#### DATASET ENTRIES

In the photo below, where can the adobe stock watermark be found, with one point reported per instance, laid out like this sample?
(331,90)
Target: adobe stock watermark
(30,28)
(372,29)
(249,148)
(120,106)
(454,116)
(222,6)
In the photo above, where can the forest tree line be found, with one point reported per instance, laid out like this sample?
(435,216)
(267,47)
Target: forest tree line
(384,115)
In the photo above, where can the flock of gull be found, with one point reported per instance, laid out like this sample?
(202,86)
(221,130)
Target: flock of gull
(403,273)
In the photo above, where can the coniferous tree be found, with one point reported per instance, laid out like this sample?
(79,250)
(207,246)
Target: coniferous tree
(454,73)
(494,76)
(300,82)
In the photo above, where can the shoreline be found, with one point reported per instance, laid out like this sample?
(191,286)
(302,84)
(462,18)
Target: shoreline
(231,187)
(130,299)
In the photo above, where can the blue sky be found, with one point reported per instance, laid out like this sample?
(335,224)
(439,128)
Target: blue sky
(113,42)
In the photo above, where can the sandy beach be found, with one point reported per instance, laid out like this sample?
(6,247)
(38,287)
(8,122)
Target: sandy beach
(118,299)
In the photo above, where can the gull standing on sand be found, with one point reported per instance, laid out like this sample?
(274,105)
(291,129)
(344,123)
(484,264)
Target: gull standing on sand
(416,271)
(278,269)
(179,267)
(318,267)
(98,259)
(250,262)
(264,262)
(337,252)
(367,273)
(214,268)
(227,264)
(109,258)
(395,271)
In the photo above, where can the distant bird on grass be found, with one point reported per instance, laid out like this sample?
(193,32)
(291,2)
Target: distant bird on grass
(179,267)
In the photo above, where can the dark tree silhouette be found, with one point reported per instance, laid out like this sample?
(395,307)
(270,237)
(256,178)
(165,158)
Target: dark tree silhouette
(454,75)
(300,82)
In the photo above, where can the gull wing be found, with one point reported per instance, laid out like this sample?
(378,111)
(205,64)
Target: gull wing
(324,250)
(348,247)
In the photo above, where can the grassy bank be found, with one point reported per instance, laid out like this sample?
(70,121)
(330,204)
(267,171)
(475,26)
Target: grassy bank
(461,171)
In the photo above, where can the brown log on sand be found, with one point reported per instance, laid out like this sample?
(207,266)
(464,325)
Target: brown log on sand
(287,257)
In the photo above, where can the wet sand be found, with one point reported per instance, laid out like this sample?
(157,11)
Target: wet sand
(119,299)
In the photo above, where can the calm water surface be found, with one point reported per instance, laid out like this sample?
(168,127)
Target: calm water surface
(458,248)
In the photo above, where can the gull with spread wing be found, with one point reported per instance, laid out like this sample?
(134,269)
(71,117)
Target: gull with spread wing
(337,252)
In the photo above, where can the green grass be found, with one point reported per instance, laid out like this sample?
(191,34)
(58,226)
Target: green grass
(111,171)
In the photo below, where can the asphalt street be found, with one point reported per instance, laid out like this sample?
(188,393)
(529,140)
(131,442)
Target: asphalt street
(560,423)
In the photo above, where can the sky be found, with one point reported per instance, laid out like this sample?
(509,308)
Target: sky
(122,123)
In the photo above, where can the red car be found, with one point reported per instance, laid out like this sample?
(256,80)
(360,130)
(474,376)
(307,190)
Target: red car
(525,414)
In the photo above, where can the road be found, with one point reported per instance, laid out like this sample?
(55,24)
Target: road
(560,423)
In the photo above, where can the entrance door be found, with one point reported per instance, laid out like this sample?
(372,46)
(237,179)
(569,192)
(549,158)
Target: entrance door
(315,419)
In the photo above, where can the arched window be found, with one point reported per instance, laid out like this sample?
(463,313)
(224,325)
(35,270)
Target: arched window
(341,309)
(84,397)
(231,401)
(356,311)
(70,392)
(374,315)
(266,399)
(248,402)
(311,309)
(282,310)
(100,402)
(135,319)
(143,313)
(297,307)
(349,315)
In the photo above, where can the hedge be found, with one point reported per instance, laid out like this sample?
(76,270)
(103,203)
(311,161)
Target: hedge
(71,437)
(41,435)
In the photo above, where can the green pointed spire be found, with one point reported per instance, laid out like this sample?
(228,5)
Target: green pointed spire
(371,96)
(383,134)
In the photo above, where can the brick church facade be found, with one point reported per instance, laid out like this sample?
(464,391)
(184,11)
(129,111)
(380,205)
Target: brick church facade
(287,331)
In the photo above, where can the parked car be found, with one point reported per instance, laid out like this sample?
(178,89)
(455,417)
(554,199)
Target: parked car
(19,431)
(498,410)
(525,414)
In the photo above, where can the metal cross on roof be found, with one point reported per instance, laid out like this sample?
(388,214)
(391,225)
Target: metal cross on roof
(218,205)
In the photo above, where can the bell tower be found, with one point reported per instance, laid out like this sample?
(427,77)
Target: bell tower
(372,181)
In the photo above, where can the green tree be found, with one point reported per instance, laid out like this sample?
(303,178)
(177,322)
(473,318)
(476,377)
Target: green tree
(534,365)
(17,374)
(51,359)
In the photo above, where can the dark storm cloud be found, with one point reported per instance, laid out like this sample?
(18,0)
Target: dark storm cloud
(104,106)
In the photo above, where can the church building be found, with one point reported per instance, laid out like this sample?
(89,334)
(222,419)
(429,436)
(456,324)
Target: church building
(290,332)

########

## WHAT IS ASKED:
The lines to reproduce run from the line containing "In the photo above, where can the brick" to the end of the listing; write them out exactly and add nothing.

## EXPECTED OUTPUT:
In the photo above, where can the brick church facade be found, with one point reported per instance, laid out like this sample?
(464,391)
(184,11)
(129,111)
(380,205)
Target: brick church facade
(287,331)
In the photo above, where can the parked car be found, with one point reported per instance, laid out like this sample?
(178,89)
(455,417)
(554,199)
Target: parked car
(19,431)
(498,410)
(525,414)
In the photo above, where can the metal cross on roof be found, with one point reported per instance, laid out like this sample?
(388,214)
(391,225)
Target: metal cross on roof
(218,205)
In the photo above, where can the bell tower be found, with one point reported per instance, laid out like this sample?
(427,77)
Target: bell tower
(372,181)
In the photo above, where can the green tree be found, with one point reported per instance, laid out like this sample?
(303,178)
(177,322)
(473,318)
(476,377)
Target: green tree
(534,365)
(17,374)
(51,359)
In the photo above, where can the dark storm cloud be found, with one point reported per instance, laid out like this sample?
(18,0)
Target: dark storm cloud
(104,106)
In the photo above, where can the church building be found, with one point reported per instance, laid out like this sample?
(89,334)
(222,419)
(429,436)
(456,324)
Target: church building
(290,332)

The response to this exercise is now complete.